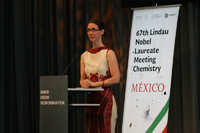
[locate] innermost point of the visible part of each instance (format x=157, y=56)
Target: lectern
x=54, y=103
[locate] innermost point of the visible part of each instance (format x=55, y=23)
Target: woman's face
x=94, y=33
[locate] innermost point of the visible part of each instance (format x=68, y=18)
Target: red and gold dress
x=101, y=119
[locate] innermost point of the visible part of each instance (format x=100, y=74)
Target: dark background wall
x=40, y=37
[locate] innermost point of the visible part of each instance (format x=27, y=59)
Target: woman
x=99, y=68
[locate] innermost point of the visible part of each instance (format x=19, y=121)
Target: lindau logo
x=138, y=17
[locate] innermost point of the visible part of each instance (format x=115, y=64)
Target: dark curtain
x=41, y=37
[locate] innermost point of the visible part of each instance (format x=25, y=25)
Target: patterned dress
x=101, y=119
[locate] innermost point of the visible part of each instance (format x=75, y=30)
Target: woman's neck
x=97, y=44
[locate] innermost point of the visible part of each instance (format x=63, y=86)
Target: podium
x=54, y=104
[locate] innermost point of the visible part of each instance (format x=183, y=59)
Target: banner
x=149, y=70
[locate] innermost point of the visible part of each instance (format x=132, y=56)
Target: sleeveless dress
x=101, y=119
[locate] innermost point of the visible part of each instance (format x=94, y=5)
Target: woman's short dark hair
x=100, y=25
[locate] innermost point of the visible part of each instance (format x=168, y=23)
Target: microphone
x=72, y=60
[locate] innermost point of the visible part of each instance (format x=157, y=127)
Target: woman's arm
x=83, y=80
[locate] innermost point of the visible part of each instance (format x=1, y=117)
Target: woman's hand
x=85, y=83
x=92, y=84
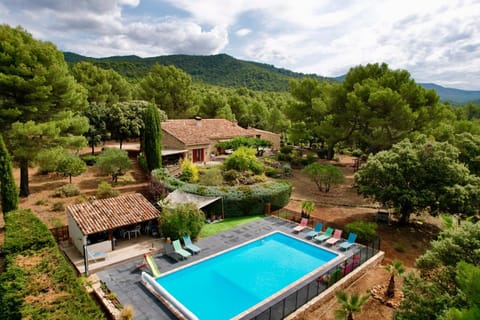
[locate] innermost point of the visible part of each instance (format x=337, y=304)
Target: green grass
x=228, y=223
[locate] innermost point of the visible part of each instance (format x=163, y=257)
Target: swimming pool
x=234, y=281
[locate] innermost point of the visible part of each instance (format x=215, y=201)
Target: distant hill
x=220, y=69
x=455, y=96
x=224, y=70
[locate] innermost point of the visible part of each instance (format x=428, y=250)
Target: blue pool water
x=232, y=282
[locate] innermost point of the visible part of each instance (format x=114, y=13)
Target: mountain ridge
x=225, y=70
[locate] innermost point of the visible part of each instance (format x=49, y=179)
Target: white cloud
x=436, y=40
x=243, y=32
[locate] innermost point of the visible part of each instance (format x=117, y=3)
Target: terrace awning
x=179, y=196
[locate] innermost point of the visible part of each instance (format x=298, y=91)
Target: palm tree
x=307, y=208
x=350, y=305
x=395, y=269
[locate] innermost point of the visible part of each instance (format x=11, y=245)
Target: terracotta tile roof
x=197, y=132
x=111, y=213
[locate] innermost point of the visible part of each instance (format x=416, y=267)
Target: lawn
x=228, y=223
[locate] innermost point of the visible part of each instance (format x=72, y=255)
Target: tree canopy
x=36, y=88
x=114, y=162
x=423, y=175
x=153, y=137
x=169, y=87
x=34, y=78
x=443, y=283
x=373, y=108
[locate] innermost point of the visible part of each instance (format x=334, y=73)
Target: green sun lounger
x=189, y=245
x=177, y=246
x=324, y=236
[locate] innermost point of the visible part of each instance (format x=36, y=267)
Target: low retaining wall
x=342, y=284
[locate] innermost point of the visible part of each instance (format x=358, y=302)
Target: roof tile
x=111, y=213
x=198, y=132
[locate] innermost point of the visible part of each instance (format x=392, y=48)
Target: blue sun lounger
x=350, y=241
x=316, y=231
x=177, y=246
x=189, y=245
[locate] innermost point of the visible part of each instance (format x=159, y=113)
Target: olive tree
x=114, y=162
x=324, y=175
x=418, y=176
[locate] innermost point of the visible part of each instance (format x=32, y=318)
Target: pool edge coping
x=339, y=256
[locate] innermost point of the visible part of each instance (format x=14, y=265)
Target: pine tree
x=9, y=193
x=153, y=137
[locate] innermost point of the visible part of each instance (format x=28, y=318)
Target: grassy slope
x=229, y=223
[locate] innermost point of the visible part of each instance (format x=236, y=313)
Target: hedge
x=237, y=200
x=38, y=282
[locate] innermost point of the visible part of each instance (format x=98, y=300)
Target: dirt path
x=343, y=205
x=340, y=206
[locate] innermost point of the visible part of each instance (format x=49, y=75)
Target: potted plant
x=307, y=208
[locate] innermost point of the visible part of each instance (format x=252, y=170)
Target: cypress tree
x=153, y=137
x=8, y=190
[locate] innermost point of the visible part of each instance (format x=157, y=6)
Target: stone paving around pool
x=124, y=280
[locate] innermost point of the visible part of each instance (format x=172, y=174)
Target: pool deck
x=124, y=279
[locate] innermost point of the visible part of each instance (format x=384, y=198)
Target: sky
x=437, y=41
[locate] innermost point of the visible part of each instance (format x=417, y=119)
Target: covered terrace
x=94, y=226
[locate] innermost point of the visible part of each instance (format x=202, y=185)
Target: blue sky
x=435, y=40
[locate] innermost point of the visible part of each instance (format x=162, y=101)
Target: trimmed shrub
x=24, y=231
x=38, y=283
x=58, y=206
x=189, y=171
x=287, y=170
x=244, y=159
x=366, y=231
x=238, y=201
x=231, y=176
x=66, y=191
x=184, y=218
x=105, y=190
x=273, y=172
x=286, y=149
x=211, y=177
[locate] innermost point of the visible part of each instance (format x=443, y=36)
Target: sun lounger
x=337, y=235
x=171, y=253
x=316, y=231
x=152, y=265
x=96, y=256
x=177, y=246
x=324, y=236
x=301, y=226
x=350, y=241
x=189, y=245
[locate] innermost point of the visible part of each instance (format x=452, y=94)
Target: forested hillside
x=220, y=69
x=226, y=71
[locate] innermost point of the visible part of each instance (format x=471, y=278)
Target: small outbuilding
x=89, y=219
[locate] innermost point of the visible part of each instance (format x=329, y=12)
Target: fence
x=60, y=233
x=320, y=283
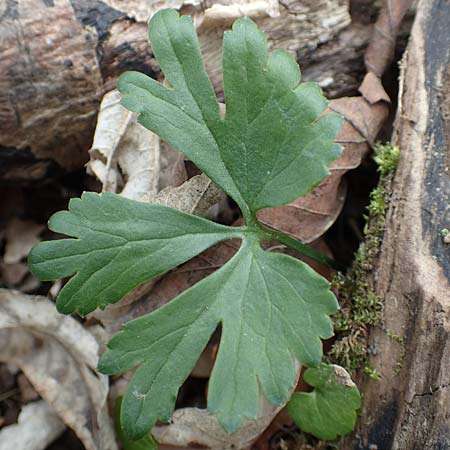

────────────────

#### Work to complete
Give every record again without changing a word. Exclude the pictures.

#### Task output
[locate] innermost point of the visible part of each instance (format x=157, y=56)
Target: lectern
x=54, y=103
[locate] innermost point of the visible part of each instance (format x=55, y=23)
Target: woman's face
x=94, y=33
[locate] innermost point of the visible part of each instance (format x=68, y=18)
Target: red and gold dress
x=101, y=119
[locate] innermost point of the visible part of each instance (format x=100, y=74)
Target: dark background wall
x=40, y=37
[locate] innermost point of the visible part of each instance (format x=27, y=59)
Target: woman
x=99, y=68
[locate] innermost point of the visible part of each instance (format x=19, y=121)
Target: lindau logo
x=138, y=17
[locate] innermost point of the visible part of each instance (format x=115, y=64)
Target: dark curtain
x=41, y=37
[locate] innermost point of the visible part of each instance (format x=25, y=25)
Target: patterned dress
x=101, y=119
[locate] innermost point of the visible part of each instance (format x=75, y=30)
Target: woman's neck
x=97, y=44
[locate] innermost point of the visible part of each instance (format x=63, y=86)
Target: podium
x=54, y=104
[locate] innermost point of the visible part of each instance (format x=183, y=59)
Target: banner
x=149, y=70
[locate] innermost point of the visible part of each instance (format x=132, y=56)
Target: sleeveless dress
x=101, y=119
[locate] innermost point of the visible part of each instance (format x=94, y=5)
Target: woman's short dark hair
x=100, y=25
[locate] innermost point of the visible part of each instance (format x=168, y=23)
Target: microphone
x=72, y=60
[locate] innermost point of the visible part of each instance (format x=157, y=127)
Target: woman's arm
x=83, y=80
[locate] innermost point of the visible part of each instance (format x=1, y=117)
Target: woman's hand
x=85, y=83
x=92, y=84
[locate] innermost point of the visible part of each instance (format x=337, y=304)
Target: green grass
x=228, y=223
[locate] innermost point of the visible part of each instance (format x=163, y=257)
Target: swimming pool
x=234, y=281
[locate] innermost point of the visible part of each instance (format x=215, y=201)
Target: distant hill
x=220, y=69
x=455, y=96
x=224, y=70
[locate] innermost point of the visible part of each instance (format x=428, y=250)
Target: blue pool water
x=232, y=282
[locate] innermost point of the visible part of each instance (format x=114, y=13)
Target: mountain ridge
x=225, y=70
[locate] innermost point of the visible part of each instance (format x=49, y=179)
Target: white cloud
x=436, y=40
x=243, y=32
[locate] innermost point of the visible part of each instance (format x=117, y=3)
Target: terrace awning
x=179, y=196
[locate] innermost point of the visible part of each instance (format x=298, y=91)
Target: palm tree
x=307, y=208
x=350, y=305
x=395, y=269
[locate] innermost point of the visible part of each instance (format x=11, y=245)
Target: terracotta tile roof
x=197, y=132
x=111, y=213
[locate] innermost point of the visible part of each instance (format x=416, y=267)
Target: lawn
x=228, y=223
[locate] innermost point of the visible part of each instance (format x=72, y=255)
Target: tree canopy
x=36, y=88
x=114, y=162
x=423, y=175
x=153, y=137
x=169, y=87
x=34, y=78
x=443, y=283
x=373, y=108
[locate] innermost point of the visible part of each instance (format x=334, y=73)
Target: green sun lounger
x=189, y=245
x=177, y=246
x=324, y=236
[locate] innermost point of the visible part of each instance (format x=36, y=267)
Target: low retaining wall
x=342, y=284
[locate] innermost point of the visible part of each instance (format x=358, y=302)
Target: roof tile
x=111, y=213
x=198, y=132
[locate] innermost point of the visible part of each instance (format x=392, y=48)
Target: blue sun lounger
x=350, y=241
x=316, y=231
x=177, y=246
x=189, y=245
[locate] innermost point of the visible part of each instance (format x=159, y=113)
Target: olive tree
x=114, y=162
x=324, y=175
x=418, y=176
[locate] innermost point of the visible part of each instance (format x=32, y=318)
Target: pool edge coping
x=339, y=256
[locate] innermost point of the visible part of each instance (format x=14, y=265)
Target: pine tree
x=9, y=193
x=153, y=137
[locate] innermost point of the visible part of each instance (format x=28, y=318)
Target: grassy slope
x=229, y=223
[locate] innermost point of the visible part of each instance (format x=236, y=313)
Target: hedge
x=237, y=200
x=38, y=282
[locate] innermost point of the visible part of each instance (format x=98, y=300)
Target: dirt path
x=343, y=205
x=340, y=206
[locate] innermost point of the visible part of each instance (format x=49, y=75)
Target: potted plant
x=307, y=208
[locate] innermost point of the visible part of each instance (format x=252, y=170)
Target: cypress tree
x=153, y=137
x=8, y=190
[locate] innermost point of the visible part of each instance (format x=157, y=6)
Target: stone paving around pool
x=124, y=280
[locate] innermost point of the visible part of each instance (format x=172, y=174)
Target: pool deck
x=124, y=279
[locate] innermost point of the visible part of each instance (format x=384, y=198)
Target: sky
x=437, y=41
[locate] innermost point of the visible part of each instance (format x=417, y=119)
Target: covered terrace
x=94, y=226
[locate] innermost point of the visible part of each instance (format x=202, y=185)
Target: blue sky
x=435, y=40
[locate] innermost point of the visible part of each instance (format x=162, y=101)
Target: trimmed shrub
x=24, y=231
x=38, y=283
x=58, y=206
x=189, y=171
x=287, y=170
x=244, y=159
x=366, y=231
x=238, y=201
x=231, y=176
x=66, y=191
x=184, y=218
x=105, y=190
x=273, y=172
x=286, y=149
x=211, y=177
[locate] innermost point of the visible part of each instance (format x=443, y=36)
Target: sun lounger
x=337, y=235
x=171, y=253
x=316, y=231
x=152, y=265
x=96, y=256
x=177, y=246
x=324, y=236
x=301, y=226
x=350, y=241
x=189, y=245
[locate] innermost point of the visible part of each instance (format x=452, y=94)
Target: forested hillside
x=220, y=69
x=226, y=71
[locate] innermost point of the visible part of each instance (format x=471, y=278)
Target: small outbuilding
x=89, y=219
[locate] innermost point of the visible part of each instance (format x=329, y=12)
Target: fence
x=60, y=233
x=320, y=283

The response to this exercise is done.